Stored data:

— Start —

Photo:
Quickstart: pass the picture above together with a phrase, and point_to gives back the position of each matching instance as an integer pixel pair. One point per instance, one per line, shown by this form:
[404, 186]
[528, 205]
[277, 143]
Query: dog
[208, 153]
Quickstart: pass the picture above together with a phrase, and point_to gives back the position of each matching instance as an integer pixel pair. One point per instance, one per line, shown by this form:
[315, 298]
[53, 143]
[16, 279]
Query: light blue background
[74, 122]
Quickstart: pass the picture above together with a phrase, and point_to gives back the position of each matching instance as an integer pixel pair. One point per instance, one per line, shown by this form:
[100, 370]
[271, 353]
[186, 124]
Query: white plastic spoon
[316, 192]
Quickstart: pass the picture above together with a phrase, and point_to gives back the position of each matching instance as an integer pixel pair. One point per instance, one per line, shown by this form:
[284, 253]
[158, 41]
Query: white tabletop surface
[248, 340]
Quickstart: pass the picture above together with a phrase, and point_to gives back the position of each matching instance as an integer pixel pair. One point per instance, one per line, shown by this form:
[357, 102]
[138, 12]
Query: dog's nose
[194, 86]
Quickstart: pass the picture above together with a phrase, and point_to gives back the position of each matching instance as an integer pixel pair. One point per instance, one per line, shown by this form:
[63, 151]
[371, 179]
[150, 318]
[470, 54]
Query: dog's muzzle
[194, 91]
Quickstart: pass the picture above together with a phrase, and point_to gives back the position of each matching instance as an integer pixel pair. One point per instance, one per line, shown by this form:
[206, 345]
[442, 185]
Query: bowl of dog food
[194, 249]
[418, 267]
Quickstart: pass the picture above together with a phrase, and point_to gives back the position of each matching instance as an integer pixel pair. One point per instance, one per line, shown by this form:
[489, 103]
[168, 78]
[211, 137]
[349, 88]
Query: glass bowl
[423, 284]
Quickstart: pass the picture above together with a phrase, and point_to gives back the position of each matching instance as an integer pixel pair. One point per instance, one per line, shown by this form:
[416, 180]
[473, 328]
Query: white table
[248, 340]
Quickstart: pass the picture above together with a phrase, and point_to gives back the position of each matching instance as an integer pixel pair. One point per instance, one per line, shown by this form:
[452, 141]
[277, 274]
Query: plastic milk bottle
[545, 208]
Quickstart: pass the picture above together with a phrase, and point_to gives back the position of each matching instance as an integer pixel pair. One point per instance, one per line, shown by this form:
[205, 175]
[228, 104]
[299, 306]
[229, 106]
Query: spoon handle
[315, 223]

— End —

Extract the full set of entries word for word.

Photo:
Quickstart: pass the picture above together with a phrase, and point_to gives back the position of each matching instance as an integer pixel pair. One point per instance, one per line, shown by this form:
[404, 186]
[528, 205]
[277, 143]
Query: dog
[208, 153]
Quickstart: pass the picture above together with a phrase, and point_to gives back the position of each matching instance as an integer pixel pair. One point per instance, one per line, shown by this form:
[315, 298]
[53, 143]
[16, 279]
Query: light blue background
[74, 122]
Quickstart: pass the picture above together with a phrase, and point_to gives back the position of each matching instance as an integer pixel pair. One point per instance, one per line, shown by this form:
[100, 370]
[271, 353]
[186, 124]
Query: white plastic spoon
[316, 192]
Quickstart: pass the picture above together with a phrase, and point_to gives back the position of each matching instance as an integer pixel pair. One point per instance, one per line, shown by this form:
[284, 253]
[158, 41]
Query: white tabletop surface
[248, 340]
Quickstart: pass the picture above together with a phrase, and point_to gives back the position of each matching instance as an integer pixel pair. One point per instance, one per line, shown by this form:
[357, 102]
[138, 12]
Query: dog's nose
[194, 86]
Quickstart: pass the picture above together with a phrase, and point_to gives back the position of each matching instance as an integer pixel pair. One point per instance, one per line, shown by this form:
[63, 151]
[371, 179]
[150, 318]
[470, 54]
Query: dog's muzzle
[194, 91]
Quickstart: pass the picture above together with a phrase, and point_to gives back the position of each matching instance as an integer pixel pair. One point per instance, one per line, shown by this form:
[206, 345]
[442, 185]
Query: bowl of dog food
[194, 249]
[418, 267]
Quickstart: pass the picture above together with a phrase, and point_to gives back the position of each matching instance as an integer pixel pair. One point per instance, one per line, shown by this form:
[489, 103]
[168, 78]
[211, 137]
[349, 88]
Query: glass bowl
[423, 284]
Quickstart: pass the picture above together with a phrase, and point_to gives back the position of each matching instance as an integer pixel pair. One point per instance, one per line, shown by this form:
[416, 180]
[473, 328]
Query: white table
[248, 340]
Quickstart: pass the picture above together with a phrase, and point_to gives back the position of each matching instance as an integer pixel pair. One point per instance, one per line, shown by this form:
[452, 141]
[277, 274]
Query: plastic milk bottle
[545, 208]
Quickstart: pass the picture above together with a phrase, and point_to gives back the position of each matching instance as an integer pixel pair. One point per instance, one per line, shown by this form:
[205, 175]
[228, 104]
[299, 306]
[229, 106]
Query: spoon handle
[315, 223]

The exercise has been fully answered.